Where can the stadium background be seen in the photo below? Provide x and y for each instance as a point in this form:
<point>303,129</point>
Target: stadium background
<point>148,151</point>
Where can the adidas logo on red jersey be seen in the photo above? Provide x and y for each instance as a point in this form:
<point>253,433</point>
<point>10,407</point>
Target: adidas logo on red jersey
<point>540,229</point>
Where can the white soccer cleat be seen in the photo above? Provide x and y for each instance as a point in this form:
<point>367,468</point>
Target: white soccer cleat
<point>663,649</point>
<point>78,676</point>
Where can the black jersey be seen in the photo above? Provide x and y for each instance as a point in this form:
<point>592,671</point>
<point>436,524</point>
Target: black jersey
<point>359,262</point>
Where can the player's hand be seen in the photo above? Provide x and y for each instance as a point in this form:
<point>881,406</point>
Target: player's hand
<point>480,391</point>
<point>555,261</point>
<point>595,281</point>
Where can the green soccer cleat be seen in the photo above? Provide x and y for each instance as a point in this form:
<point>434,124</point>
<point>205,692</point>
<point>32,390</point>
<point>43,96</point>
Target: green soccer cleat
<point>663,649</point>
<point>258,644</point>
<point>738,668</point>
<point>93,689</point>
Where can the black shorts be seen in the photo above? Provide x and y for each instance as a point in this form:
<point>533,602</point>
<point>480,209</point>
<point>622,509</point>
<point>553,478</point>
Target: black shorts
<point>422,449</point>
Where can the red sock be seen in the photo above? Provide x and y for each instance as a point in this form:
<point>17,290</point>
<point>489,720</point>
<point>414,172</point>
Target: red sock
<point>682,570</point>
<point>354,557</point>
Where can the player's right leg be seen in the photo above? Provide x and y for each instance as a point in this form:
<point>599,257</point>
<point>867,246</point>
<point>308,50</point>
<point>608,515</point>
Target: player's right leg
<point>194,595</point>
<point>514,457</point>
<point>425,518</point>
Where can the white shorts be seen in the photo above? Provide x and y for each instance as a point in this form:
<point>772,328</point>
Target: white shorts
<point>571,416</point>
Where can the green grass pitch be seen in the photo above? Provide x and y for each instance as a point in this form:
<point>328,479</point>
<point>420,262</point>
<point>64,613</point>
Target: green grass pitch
-----
SET TASK: Could you extract the lines of the entries above, from the line with "Where can the player's right" up to and including the line with "<point>571,416</point>", and copy them without any change?

COMPLETE OUTPUT:
Where can the player's right leg be seen in the photo above? Provide x and y for each instance as a point in this form:
<point>599,257</point>
<point>867,246</point>
<point>308,50</point>
<point>608,515</point>
Target: player's right leg
<point>194,595</point>
<point>514,457</point>
<point>425,518</point>
Where can the white shorts be seen in the photo above? Provide x and y for each instance as a point in this form:
<point>772,328</point>
Target: white shorts
<point>571,416</point>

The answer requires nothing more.